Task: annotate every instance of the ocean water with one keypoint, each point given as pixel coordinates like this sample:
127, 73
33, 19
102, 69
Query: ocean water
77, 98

────

Each of the records above is to be reproduced word for word.

## Output below
Task: annotate every instance of the ocean water with one keypoint, each point given as pixel coordinates like this sample:
127, 73
33, 19
102, 69
Query: ocean water
77, 98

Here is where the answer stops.